#### Task:
Tally the lines in the material below that contain the word "wildflower", and reply with the number alone.

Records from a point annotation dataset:
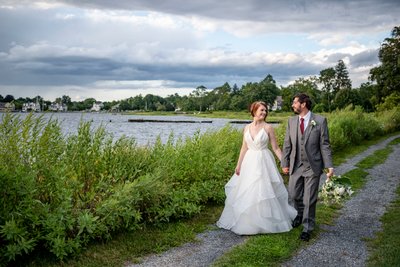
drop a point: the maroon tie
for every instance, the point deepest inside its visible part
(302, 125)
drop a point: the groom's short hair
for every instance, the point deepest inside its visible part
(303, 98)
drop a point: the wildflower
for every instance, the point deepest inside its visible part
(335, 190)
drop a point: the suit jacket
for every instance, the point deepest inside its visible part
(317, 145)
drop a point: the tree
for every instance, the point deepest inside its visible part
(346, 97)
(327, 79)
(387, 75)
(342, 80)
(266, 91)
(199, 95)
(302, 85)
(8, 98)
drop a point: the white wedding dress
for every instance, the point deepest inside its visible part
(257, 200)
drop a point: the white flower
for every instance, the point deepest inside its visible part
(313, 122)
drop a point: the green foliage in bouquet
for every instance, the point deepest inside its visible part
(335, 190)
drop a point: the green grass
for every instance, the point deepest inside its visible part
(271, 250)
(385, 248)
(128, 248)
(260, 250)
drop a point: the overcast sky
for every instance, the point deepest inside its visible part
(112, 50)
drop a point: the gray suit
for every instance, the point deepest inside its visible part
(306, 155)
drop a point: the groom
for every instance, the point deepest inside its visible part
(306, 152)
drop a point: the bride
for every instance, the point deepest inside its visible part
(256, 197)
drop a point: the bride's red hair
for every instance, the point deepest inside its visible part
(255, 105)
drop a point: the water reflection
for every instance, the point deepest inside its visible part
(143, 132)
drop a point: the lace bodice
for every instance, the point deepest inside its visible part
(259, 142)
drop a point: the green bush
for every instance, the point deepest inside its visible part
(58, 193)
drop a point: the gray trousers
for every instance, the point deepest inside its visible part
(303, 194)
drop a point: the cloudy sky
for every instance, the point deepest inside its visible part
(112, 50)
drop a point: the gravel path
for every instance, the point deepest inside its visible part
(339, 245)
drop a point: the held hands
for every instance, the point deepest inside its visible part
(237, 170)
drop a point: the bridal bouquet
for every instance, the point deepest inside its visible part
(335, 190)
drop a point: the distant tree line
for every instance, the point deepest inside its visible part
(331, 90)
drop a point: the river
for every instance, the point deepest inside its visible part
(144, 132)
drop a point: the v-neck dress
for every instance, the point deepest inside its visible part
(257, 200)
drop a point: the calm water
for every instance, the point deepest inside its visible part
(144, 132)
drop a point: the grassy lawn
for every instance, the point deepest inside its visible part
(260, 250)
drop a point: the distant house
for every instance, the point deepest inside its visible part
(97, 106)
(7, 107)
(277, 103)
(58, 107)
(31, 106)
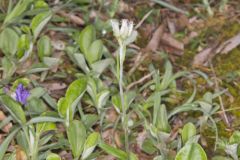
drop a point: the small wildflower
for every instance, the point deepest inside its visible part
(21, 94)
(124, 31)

* * *

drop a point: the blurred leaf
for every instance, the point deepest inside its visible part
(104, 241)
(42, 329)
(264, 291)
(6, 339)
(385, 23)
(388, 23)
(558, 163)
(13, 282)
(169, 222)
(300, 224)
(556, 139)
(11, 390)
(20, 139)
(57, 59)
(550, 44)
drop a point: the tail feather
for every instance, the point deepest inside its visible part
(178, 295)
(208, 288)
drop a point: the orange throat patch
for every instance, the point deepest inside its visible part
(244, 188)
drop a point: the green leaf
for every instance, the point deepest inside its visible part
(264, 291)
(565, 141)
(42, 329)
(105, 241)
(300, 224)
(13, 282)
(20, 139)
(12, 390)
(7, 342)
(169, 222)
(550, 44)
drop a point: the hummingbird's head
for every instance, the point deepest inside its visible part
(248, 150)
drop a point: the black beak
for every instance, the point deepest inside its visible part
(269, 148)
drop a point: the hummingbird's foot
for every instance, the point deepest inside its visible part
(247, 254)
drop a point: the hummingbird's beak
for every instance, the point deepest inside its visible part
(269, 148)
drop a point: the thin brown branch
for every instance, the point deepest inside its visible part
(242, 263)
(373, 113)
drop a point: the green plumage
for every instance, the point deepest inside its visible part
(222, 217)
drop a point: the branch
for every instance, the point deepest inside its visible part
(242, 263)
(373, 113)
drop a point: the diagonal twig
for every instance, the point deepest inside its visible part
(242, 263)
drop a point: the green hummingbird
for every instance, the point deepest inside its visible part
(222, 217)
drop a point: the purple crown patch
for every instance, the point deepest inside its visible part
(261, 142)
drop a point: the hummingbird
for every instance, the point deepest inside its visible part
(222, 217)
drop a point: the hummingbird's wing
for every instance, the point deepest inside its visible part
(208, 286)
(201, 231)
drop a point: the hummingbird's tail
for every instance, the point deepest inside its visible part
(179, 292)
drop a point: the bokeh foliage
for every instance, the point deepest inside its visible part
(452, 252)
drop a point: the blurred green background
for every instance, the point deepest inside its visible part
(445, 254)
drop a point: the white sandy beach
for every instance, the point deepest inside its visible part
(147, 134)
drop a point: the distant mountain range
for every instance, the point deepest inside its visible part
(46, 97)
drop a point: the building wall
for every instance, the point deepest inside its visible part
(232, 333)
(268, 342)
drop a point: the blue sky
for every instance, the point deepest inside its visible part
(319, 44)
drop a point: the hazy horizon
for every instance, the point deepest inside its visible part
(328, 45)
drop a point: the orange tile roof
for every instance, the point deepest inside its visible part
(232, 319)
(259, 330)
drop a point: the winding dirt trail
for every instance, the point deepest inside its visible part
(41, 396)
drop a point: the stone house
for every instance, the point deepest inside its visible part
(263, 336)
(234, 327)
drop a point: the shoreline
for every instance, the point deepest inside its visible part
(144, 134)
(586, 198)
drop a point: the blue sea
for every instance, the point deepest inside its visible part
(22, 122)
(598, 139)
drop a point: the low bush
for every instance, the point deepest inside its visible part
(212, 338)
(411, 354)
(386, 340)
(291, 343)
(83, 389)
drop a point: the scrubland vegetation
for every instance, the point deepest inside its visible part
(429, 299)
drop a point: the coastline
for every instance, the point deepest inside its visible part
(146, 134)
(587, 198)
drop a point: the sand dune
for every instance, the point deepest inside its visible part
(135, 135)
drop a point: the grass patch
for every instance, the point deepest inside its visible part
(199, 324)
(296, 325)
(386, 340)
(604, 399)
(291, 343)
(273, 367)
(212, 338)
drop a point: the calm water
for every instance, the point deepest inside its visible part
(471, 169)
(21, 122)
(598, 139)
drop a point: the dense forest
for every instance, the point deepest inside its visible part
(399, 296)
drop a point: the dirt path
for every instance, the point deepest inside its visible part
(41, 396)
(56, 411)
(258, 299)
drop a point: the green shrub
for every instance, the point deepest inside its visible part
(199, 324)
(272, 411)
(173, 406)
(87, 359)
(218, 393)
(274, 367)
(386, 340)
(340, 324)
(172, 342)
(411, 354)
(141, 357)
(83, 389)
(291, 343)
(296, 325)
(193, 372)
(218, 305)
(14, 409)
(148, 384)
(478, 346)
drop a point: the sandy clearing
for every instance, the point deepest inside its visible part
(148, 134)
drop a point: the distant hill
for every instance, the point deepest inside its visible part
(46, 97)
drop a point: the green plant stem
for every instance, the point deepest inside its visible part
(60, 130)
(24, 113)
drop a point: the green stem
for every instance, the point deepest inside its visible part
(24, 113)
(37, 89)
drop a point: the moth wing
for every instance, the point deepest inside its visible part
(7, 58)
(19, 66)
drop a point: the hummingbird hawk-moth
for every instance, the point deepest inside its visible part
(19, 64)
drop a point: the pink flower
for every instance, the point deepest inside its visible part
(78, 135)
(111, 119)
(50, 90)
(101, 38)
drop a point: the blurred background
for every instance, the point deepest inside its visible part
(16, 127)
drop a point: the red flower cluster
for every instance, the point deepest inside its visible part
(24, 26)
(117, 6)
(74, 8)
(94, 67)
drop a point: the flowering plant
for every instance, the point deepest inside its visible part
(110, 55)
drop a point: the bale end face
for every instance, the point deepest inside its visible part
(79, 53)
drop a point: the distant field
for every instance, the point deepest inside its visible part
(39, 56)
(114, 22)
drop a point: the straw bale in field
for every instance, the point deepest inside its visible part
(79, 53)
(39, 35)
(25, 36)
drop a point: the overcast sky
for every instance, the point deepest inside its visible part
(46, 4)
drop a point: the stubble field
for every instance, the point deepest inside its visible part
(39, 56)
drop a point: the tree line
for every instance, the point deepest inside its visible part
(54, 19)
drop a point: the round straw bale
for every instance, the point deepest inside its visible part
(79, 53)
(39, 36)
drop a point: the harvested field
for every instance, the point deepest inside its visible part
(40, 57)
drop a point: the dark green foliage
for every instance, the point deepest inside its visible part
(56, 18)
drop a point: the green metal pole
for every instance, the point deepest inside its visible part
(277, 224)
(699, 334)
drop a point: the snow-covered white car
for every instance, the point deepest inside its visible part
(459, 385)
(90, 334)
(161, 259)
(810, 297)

#### Result below:
2